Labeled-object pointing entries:
____________________
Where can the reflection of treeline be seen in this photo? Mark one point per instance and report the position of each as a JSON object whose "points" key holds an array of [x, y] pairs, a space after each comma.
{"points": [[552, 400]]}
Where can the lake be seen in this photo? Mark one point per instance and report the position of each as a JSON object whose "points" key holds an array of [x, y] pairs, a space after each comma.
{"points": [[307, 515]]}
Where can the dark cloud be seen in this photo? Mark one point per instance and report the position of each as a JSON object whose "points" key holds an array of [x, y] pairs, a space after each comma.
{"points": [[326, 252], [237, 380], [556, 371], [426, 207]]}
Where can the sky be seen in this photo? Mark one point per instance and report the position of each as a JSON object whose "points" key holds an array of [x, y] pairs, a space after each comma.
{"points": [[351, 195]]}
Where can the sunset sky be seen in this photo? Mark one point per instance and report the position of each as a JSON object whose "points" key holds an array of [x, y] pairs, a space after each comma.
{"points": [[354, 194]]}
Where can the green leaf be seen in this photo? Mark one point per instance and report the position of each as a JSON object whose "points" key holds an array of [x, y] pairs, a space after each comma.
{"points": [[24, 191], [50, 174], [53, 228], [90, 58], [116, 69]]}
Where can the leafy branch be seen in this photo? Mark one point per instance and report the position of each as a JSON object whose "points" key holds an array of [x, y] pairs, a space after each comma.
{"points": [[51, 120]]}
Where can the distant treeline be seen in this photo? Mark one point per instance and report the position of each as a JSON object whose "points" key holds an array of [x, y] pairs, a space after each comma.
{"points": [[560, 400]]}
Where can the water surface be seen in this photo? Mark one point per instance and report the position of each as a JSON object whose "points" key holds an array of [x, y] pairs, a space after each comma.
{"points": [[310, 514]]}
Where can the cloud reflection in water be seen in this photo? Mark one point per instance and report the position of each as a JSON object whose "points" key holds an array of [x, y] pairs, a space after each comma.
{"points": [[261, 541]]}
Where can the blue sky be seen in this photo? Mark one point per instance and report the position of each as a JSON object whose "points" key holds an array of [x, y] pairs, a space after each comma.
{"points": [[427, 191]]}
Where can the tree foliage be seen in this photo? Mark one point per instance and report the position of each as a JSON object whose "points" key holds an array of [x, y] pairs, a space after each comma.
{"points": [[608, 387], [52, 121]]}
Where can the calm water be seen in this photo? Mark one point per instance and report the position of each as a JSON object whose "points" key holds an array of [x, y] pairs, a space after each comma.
____________________
STATED GOAL – Quote the data above in full, changing nothing.

ANSWER TO THIS PROBLEM –
Where can the reflection of treeline be seen in this photo? Mark one point per instance and report the position of each as a JSON object whose "points" key holds an array of [x, y] pairs, a space after each comma.
{"points": [[552, 400]]}
Where can the lake be seen in this photo? Mark one point per instance and report the position of each as a JSON object whose "points" key holds an array of [x, y] pairs, a space after each comma.
{"points": [[307, 515]]}
Where can the dark cloud be seen in this photo? Mark one point per instance and report the position of each as a JSON object whose "points" key holds an array of [x, y] pairs, a space after each comma.
{"points": [[326, 252], [237, 380], [556, 371], [426, 207]]}
Where can the sky be seen in this photo? Mark one point per instance and report the position of each as a JSON object whose "points" key holds an array of [x, y] pairs, a space after each comma.
{"points": [[351, 195]]}
Where can the sunset sky be seen in this photo? Mark one point per instance and report the position of each as a JSON object whose "points" key holds an array of [x, y] pairs, a space after each comma.
{"points": [[354, 194]]}
Where can the green leaf be seen in this photo? Mark one point per instance and report the position of each as a JSON object whose "points" key holds an array of [x, y] pairs, a space after each comma.
{"points": [[24, 191], [50, 174], [53, 228], [90, 58], [116, 69]]}
Where can the leafy branch be seen in this photo? Mark one point per instance and report the position of each as a JSON object whose "points" key holds an array of [x, y] pairs, a space after each comma.
{"points": [[51, 120]]}
Where can the distant treeline be seen in this photo? Mark one point per instance and report the position of each as a JSON object whose "points" key holds an array of [x, y] pairs, a space after each comma.
{"points": [[560, 400]]}
Where can the water surface be seen in this photo? Mark one point per instance and report the position of each as a JSON object whose "points" key holds an array of [x, y] pairs, a space after each comma.
{"points": [[310, 514]]}
Where can the cloud reflection in water be seen in this photo? Mark one point per instance and report the position of each as a JSON object whose "points" key holds an array of [x, y] pairs, a space after each comma.
{"points": [[261, 541]]}
Where can the blue sky be seen in this photo? Mark one point per instance and report the position of each as a JSON object whose "points" key holds an array of [x, y] pairs, a space after each comma.
{"points": [[427, 191]]}
Where can the tree foliage be seen in this photo? Mark one point per instance and report the position of each as a JSON object whose "points" key holds an array of [x, y] pairs, a space after each comma.
{"points": [[608, 387], [52, 121]]}
Where can the calm water be seen in this photo? Mark one point per instance and report the position of each as a JSON object whose "points" key holds an array of [x, y] pairs, a space after each comma.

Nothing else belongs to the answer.